-- Information given follows --

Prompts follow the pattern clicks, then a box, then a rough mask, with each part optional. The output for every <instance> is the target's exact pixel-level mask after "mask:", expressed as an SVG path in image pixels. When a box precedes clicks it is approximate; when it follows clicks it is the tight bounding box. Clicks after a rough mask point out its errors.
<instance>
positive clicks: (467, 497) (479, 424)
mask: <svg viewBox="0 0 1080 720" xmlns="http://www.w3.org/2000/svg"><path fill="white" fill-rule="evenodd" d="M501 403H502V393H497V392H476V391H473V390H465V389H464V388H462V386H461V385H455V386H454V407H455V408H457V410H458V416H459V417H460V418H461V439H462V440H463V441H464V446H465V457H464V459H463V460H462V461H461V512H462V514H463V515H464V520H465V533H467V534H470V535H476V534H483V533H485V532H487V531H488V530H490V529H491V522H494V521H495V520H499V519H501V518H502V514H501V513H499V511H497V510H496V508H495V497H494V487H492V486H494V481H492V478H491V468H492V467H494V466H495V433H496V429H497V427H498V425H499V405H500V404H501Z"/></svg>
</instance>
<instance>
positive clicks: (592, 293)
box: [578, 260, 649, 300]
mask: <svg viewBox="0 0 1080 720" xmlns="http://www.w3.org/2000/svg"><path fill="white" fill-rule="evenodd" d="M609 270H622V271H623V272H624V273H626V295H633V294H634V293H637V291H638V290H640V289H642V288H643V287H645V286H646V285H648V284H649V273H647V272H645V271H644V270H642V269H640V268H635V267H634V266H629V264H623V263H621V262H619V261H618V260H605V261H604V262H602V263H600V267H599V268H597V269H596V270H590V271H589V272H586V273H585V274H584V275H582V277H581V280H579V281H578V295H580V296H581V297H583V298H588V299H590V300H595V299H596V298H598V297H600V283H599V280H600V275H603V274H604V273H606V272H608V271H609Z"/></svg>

-- Information given concluded --

Activity
Please copy out the stretch of the records from the start through the line containing "positive clicks: (467, 497) (479, 424)", reproducing each line exactly.

Output for this task
Prompts follow the pattern clicks, then a box, then a rough mask, with each part optional. The output for every <instance> is the target's exact pixel-level mask after "mask:", expressed as an SVG path in image pixels. When a box precedes clicks it is approximate; when it follows clicks it is the tight bounding box. Clicks after a rough mask point out its errors.
<instance>
positive clicks: (467, 497) (479, 424)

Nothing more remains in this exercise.